Coordinate labeling data:
* Start *
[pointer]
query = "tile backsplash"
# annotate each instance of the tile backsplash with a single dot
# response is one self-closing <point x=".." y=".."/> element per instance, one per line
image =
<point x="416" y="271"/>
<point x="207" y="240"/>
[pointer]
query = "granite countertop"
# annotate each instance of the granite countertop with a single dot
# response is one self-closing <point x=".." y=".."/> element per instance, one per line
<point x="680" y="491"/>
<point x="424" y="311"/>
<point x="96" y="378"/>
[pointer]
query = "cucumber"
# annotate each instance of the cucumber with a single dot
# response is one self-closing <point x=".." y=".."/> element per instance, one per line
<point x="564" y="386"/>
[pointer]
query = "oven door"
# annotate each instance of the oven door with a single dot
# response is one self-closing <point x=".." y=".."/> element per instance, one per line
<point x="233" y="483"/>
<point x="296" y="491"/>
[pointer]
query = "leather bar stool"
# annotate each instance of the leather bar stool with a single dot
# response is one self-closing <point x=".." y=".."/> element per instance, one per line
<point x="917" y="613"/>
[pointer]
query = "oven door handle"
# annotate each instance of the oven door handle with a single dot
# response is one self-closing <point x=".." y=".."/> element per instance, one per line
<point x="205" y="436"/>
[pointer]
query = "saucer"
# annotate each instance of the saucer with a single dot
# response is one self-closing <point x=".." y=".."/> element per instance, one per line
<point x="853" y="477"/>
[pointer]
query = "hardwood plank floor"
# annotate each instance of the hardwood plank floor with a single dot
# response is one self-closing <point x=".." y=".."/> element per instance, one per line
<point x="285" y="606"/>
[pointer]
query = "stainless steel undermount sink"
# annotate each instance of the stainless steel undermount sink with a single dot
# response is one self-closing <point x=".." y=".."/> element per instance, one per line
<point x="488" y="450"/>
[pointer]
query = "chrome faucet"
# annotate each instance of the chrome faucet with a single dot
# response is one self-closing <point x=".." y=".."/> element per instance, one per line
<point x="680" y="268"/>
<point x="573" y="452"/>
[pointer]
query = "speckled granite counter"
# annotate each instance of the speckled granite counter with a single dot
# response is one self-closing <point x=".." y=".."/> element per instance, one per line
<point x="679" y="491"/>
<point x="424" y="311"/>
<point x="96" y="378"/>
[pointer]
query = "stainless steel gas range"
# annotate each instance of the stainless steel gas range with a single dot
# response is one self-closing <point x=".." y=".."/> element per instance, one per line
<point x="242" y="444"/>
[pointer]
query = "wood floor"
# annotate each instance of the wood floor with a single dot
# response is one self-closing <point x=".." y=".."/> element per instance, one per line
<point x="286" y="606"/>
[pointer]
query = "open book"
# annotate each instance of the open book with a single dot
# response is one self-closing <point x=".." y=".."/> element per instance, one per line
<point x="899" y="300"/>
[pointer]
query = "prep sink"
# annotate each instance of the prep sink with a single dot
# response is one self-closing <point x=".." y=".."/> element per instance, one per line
* End *
What is asked:
Count the lines in the material above that contain the string "book" and reply with only that number.

Full answer:
2